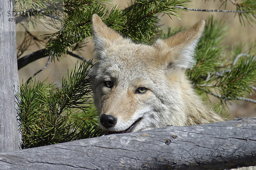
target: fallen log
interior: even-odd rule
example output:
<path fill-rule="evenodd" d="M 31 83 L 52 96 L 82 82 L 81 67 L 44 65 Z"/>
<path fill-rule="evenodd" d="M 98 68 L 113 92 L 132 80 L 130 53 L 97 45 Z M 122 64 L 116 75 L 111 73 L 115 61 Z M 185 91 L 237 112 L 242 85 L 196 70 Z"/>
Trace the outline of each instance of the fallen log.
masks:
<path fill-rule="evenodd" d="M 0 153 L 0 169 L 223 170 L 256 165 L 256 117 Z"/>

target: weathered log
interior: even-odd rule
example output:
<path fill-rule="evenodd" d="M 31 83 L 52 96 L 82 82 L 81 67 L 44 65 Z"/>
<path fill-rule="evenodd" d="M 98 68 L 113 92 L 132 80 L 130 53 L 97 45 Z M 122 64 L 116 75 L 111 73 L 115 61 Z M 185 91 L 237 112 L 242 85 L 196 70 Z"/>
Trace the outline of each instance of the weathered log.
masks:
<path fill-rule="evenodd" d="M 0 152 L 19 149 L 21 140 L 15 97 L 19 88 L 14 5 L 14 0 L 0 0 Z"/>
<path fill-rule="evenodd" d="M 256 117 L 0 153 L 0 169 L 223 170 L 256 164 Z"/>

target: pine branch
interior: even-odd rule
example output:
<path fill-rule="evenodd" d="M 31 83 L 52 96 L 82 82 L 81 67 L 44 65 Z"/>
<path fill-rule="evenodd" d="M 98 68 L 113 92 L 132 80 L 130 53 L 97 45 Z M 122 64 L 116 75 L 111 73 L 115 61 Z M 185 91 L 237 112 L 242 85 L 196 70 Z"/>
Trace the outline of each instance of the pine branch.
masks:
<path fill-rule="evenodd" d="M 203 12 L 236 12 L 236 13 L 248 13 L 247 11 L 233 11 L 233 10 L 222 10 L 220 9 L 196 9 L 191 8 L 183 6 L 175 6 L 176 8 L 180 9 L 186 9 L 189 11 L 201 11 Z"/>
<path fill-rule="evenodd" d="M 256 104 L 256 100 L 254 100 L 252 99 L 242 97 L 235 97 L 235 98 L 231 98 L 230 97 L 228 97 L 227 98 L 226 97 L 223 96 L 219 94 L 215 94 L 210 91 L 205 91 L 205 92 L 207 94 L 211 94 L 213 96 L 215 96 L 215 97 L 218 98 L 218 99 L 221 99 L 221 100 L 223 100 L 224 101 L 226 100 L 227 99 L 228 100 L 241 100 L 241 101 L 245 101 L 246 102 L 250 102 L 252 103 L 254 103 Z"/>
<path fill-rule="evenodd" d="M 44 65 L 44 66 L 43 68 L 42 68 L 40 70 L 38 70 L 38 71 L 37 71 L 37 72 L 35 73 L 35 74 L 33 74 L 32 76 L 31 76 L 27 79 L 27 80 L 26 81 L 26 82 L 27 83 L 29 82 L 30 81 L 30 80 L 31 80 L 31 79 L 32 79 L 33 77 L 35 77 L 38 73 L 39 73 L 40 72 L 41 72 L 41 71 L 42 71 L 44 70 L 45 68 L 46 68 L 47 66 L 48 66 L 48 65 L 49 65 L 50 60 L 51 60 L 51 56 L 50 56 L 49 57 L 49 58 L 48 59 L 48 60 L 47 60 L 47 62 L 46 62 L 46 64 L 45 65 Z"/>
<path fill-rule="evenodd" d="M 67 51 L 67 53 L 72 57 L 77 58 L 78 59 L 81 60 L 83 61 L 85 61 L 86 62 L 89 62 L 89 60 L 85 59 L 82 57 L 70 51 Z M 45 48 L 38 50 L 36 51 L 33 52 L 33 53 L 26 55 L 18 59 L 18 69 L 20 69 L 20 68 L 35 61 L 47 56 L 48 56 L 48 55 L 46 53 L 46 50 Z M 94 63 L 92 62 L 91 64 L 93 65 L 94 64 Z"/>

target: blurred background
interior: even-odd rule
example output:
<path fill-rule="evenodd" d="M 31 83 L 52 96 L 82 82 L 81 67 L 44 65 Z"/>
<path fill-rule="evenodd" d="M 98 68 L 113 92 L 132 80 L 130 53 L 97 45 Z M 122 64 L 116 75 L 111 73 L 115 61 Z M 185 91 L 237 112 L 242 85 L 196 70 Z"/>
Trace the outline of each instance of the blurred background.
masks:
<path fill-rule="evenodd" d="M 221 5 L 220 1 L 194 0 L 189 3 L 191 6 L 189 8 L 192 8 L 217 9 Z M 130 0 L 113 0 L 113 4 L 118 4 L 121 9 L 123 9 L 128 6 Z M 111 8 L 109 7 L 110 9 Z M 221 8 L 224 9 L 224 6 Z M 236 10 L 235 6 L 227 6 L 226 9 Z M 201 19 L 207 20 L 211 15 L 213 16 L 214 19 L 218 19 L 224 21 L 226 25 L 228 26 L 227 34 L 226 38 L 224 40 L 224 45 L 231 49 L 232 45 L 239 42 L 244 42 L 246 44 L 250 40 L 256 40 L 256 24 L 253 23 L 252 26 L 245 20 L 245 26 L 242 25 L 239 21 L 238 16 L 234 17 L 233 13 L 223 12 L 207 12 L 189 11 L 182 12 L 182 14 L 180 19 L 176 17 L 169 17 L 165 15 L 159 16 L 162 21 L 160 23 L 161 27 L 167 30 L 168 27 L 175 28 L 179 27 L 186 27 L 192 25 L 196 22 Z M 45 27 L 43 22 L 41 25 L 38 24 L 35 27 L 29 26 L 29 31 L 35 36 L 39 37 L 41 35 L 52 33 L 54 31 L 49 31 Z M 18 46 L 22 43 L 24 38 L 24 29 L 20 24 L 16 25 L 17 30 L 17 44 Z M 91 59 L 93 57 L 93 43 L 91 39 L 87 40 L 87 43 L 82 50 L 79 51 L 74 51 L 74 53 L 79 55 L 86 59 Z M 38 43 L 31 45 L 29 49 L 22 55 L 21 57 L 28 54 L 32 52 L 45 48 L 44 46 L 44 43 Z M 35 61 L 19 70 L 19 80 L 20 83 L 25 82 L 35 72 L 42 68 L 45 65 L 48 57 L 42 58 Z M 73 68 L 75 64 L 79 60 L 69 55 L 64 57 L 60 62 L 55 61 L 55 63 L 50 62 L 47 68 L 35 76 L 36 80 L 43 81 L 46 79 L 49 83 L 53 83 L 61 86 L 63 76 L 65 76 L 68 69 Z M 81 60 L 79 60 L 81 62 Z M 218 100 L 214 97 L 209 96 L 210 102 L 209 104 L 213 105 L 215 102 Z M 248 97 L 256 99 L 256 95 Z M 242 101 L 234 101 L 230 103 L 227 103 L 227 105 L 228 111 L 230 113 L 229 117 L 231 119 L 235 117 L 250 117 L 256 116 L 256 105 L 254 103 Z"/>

*What the task asks*. Rewrite the stretch from the line containing "target: weathered log" through the line containing "256 117 L 0", changing "weathered log" to "driftwood log" and leaving everything else the same.

*Exercise result*.
target: driftwood log
interior: even-odd rule
example output:
<path fill-rule="evenodd" d="M 31 83 L 52 96 L 82 82 L 81 67 L 44 65 Z"/>
<path fill-rule="evenodd" d="M 98 68 L 113 92 L 132 80 L 130 53 L 97 45 Z M 122 64 L 116 75 L 111 73 L 115 61 Z M 185 91 L 237 112 L 242 85 L 196 70 Z"/>
Trace the outline of each instance of the driftwood log.
masks:
<path fill-rule="evenodd" d="M 0 152 L 19 149 L 21 140 L 15 97 L 19 88 L 14 5 L 14 0 L 0 0 Z"/>
<path fill-rule="evenodd" d="M 256 117 L 0 153 L 0 169 L 223 170 L 256 164 Z"/>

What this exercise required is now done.